* **Exercise prompt**:
Copy exactly, and only, the lines from the line containing "Question. Place a dot on every instance of the cliff shown" through the last line of the records below, both included, and leave out any pictures.

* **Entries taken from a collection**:
··········

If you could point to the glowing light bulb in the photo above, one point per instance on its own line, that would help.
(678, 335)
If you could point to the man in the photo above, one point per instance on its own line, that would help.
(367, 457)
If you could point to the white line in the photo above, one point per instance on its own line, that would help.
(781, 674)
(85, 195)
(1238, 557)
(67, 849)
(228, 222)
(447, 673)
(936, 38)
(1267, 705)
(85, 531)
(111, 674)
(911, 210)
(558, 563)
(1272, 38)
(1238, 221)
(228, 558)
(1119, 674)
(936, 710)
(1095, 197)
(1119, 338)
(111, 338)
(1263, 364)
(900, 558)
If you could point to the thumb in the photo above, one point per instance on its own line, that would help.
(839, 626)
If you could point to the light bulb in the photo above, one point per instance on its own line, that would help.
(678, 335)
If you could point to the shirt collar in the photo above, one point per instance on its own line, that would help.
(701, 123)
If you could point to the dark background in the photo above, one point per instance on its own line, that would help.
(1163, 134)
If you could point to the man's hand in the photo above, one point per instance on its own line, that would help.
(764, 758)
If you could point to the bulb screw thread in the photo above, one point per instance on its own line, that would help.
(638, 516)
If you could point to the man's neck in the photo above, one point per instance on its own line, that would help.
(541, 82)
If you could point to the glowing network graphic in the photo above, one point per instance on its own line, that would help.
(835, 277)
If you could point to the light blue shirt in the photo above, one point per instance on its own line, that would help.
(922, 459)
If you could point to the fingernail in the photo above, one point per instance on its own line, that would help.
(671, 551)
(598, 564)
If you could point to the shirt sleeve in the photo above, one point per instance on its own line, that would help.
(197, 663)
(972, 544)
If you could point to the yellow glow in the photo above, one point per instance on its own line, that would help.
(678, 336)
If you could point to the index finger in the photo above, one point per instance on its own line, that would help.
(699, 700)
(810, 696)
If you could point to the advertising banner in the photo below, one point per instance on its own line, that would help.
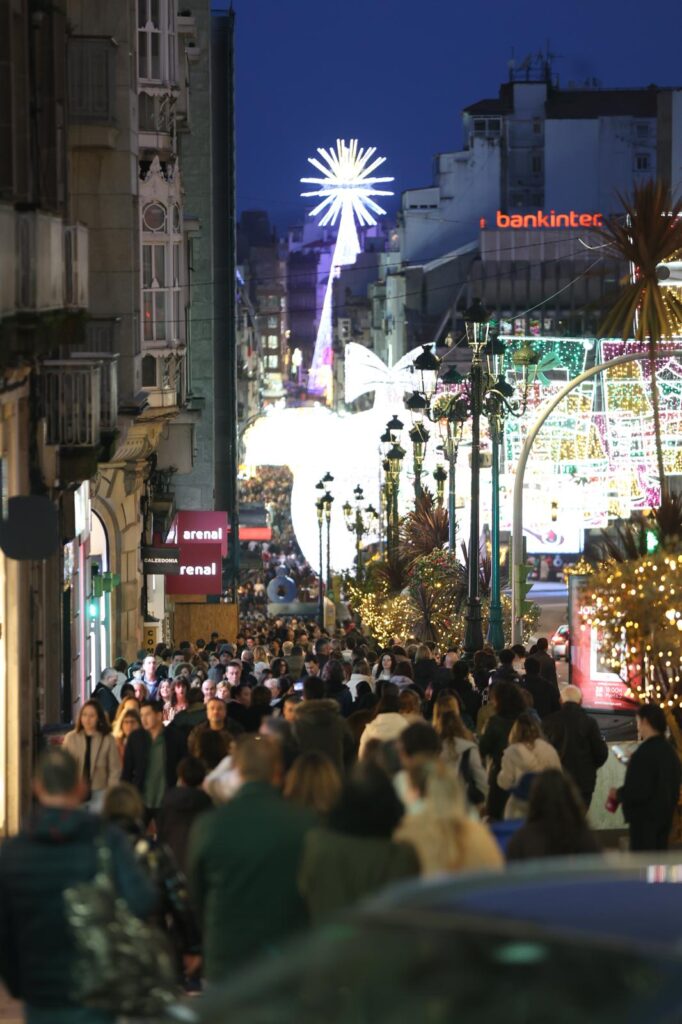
(602, 689)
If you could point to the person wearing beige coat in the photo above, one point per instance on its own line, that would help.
(527, 755)
(100, 766)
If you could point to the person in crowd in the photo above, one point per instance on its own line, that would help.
(103, 692)
(141, 692)
(460, 749)
(152, 757)
(244, 862)
(180, 808)
(545, 695)
(385, 667)
(526, 755)
(651, 790)
(94, 750)
(38, 956)
(124, 725)
(437, 823)
(507, 704)
(334, 678)
(388, 723)
(178, 699)
(318, 726)
(505, 672)
(546, 663)
(578, 740)
(165, 693)
(216, 721)
(123, 807)
(355, 854)
(556, 824)
(314, 782)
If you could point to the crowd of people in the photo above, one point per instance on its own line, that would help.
(271, 782)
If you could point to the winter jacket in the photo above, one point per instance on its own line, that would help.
(104, 758)
(243, 863)
(58, 849)
(180, 808)
(453, 752)
(444, 845)
(650, 794)
(580, 745)
(519, 760)
(318, 726)
(105, 697)
(338, 869)
(386, 727)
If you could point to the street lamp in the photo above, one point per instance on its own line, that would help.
(359, 521)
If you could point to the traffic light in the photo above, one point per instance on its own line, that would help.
(523, 586)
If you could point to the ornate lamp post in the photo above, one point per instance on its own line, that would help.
(359, 521)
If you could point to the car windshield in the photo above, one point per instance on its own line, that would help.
(433, 968)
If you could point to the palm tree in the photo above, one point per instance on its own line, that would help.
(649, 233)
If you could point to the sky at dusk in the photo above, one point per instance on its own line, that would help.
(395, 75)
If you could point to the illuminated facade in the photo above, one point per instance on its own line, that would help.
(346, 189)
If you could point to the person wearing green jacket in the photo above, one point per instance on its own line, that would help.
(243, 864)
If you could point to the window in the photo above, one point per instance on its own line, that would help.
(162, 266)
(156, 41)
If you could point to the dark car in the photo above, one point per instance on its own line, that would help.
(586, 941)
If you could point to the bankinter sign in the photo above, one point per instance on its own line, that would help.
(542, 219)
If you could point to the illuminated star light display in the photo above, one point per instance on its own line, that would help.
(346, 187)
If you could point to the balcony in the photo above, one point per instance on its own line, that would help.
(72, 402)
(92, 91)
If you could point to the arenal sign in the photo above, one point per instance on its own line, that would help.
(200, 527)
(542, 219)
(201, 570)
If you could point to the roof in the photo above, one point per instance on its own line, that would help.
(602, 102)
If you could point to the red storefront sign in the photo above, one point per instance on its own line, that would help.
(201, 569)
(189, 528)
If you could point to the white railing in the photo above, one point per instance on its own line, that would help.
(72, 401)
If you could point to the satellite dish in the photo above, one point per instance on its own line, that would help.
(31, 529)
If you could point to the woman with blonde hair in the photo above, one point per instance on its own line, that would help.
(437, 825)
(313, 781)
(93, 747)
(527, 755)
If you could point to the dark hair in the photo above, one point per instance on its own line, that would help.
(508, 699)
(389, 698)
(102, 723)
(420, 737)
(654, 716)
(368, 806)
(313, 688)
(156, 706)
(556, 806)
(192, 771)
(57, 771)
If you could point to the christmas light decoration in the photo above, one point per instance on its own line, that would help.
(346, 186)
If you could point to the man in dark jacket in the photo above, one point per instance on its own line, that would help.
(103, 692)
(151, 760)
(545, 695)
(651, 788)
(578, 740)
(243, 864)
(318, 726)
(58, 849)
(546, 662)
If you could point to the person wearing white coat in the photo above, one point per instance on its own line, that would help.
(388, 723)
(526, 755)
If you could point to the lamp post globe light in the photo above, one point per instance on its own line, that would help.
(483, 392)
(359, 521)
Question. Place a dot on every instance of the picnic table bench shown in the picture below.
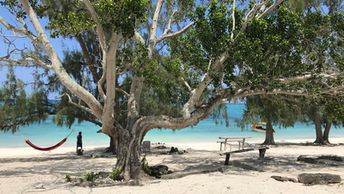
(225, 141)
(262, 150)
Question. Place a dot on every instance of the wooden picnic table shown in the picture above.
(262, 149)
(224, 141)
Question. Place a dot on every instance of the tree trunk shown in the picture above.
(327, 132)
(113, 145)
(318, 131)
(128, 153)
(269, 134)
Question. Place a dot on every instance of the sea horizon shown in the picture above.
(46, 133)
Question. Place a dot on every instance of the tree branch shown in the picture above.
(14, 29)
(88, 58)
(270, 9)
(27, 59)
(99, 27)
(169, 35)
(137, 37)
(233, 19)
(57, 66)
(70, 101)
(153, 29)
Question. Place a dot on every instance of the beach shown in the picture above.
(201, 170)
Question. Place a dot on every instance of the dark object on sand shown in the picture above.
(159, 170)
(79, 150)
(318, 178)
(174, 150)
(329, 160)
(284, 179)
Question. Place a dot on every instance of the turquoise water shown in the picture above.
(47, 133)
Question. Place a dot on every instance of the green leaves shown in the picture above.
(16, 108)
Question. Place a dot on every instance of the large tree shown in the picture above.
(169, 63)
(276, 110)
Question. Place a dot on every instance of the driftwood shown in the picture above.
(318, 178)
(284, 179)
(329, 160)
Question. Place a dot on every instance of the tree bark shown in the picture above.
(318, 131)
(327, 132)
(113, 145)
(128, 151)
(269, 134)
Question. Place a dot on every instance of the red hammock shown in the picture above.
(28, 142)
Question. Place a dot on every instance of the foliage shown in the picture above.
(89, 177)
(280, 110)
(17, 108)
(115, 174)
(68, 178)
(145, 167)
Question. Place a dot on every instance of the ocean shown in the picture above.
(47, 133)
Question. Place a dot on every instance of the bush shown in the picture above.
(145, 167)
(89, 176)
(68, 178)
(115, 174)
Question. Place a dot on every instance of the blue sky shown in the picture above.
(24, 73)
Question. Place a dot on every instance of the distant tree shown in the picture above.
(274, 110)
(168, 64)
(324, 113)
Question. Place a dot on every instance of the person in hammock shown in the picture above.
(79, 149)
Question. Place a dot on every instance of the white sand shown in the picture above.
(23, 170)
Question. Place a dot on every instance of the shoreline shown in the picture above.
(45, 173)
(12, 152)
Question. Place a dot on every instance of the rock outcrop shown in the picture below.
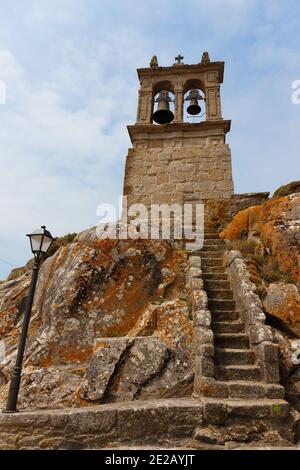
(110, 323)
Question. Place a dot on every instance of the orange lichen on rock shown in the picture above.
(276, 225)
(243, 223)
(283, 301)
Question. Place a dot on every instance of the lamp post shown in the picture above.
(40, 241)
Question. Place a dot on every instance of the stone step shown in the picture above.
(228, 327)
(211, 235)
(233, 408)
(214, 270)
(216, 284)
(225, 315)
(254, 390)
(214, 242)
(238, 372)
(221, 304)
(208, 277)
(211, 254)
(219, 294)
(234, 356)
(232, 340)
(212, 262)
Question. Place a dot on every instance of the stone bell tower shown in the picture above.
(179, 161)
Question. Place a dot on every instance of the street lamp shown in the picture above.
(40, 241)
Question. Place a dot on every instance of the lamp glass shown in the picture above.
(40, 240)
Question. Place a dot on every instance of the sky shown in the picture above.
(69, 67)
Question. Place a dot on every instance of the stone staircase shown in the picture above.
(234, 360)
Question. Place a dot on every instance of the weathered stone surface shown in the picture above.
(102, 366)
(282, 301)
(93, 298)
(275, 225)
(101, 426)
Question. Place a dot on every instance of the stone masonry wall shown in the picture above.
(178, 175)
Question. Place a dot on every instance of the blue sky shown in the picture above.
(70, 70)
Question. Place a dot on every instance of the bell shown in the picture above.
(194, 107)
(163, 114)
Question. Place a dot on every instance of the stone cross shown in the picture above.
(179, 59)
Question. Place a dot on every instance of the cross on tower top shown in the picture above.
(179, 59)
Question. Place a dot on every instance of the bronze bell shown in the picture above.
(194, 107)
(163, 114)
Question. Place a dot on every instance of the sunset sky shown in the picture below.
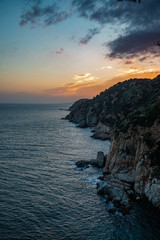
(62, 50)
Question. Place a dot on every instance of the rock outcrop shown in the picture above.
(133, 159)
(129, 114)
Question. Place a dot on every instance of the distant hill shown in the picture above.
(129, 114)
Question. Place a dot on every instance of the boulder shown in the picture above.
(82, 163)
(100, 159)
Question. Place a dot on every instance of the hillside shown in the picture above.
(129, 114)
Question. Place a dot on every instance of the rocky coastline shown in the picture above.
(128, 114)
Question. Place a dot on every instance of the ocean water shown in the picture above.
(42, 193)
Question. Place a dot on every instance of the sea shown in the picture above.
(43, 195)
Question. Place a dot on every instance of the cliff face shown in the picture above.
(129, 113)
(134, 158)
(114, 104)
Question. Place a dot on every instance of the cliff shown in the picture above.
(129, 114)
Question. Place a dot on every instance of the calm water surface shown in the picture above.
(42, 193)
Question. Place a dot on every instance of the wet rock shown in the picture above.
(117, 194)
(100, 159)
(82, 163)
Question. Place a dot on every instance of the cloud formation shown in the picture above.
(60, 51)
(137, 25)
(141, 24)
(47, 15)
(92, 32)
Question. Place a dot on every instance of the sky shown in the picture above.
(55, 51)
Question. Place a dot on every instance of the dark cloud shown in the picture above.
(60, 51)
(92, 32)
(141, 24)
(134, 44)
(140, 21)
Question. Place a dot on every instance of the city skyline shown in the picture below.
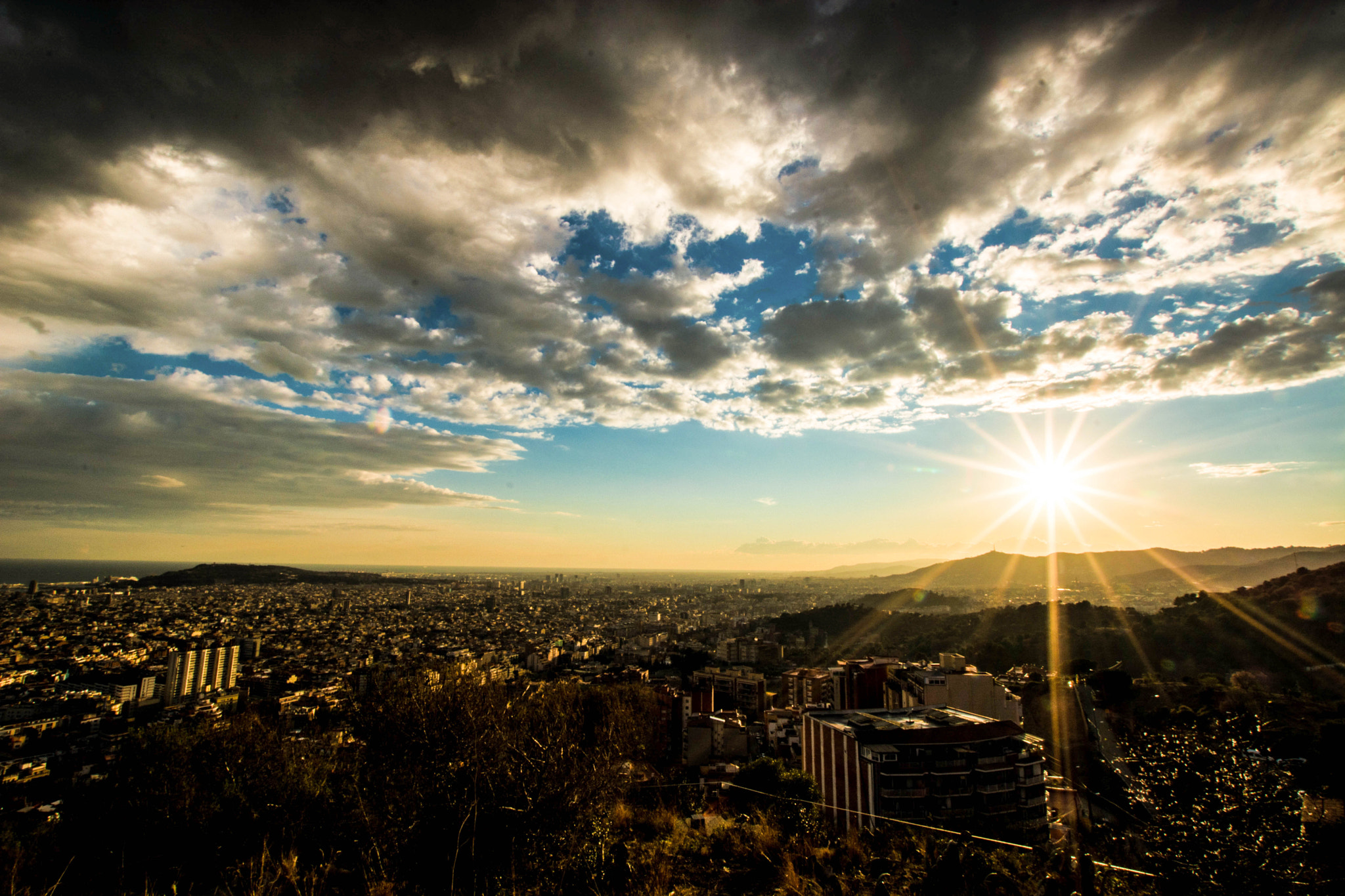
(732, 289)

··········

* **Answer box**:
Question. Place a dot on every instance of the cliff shown in the picture above.
(129, 114)
Question. Place a dot on every instance of the calm water surface shown in the picture above.
(42, 193)
Question. Place a dot on every instance of the wet rock shown in the picture above.
(117, 194)
(100, 159)
(82, 163)
Question. Place a dot on every instance of the cloud formation shown in the picture above.
(60, 51)
(137, 25)
(141, 24)
(47, 15)
(92, 32)
Question. Place a dot on every instance of the sky shown in the picture above.
(55, 51)
Question. Place a dot on every instance of the dark cloud shown in the picture above.
(60, 51)
(92, 32)
(141, 24)
(134, 44)
(140, 21)
Question. Place a dot on every instance of the city skyline shown in the picture below.
(732, 289)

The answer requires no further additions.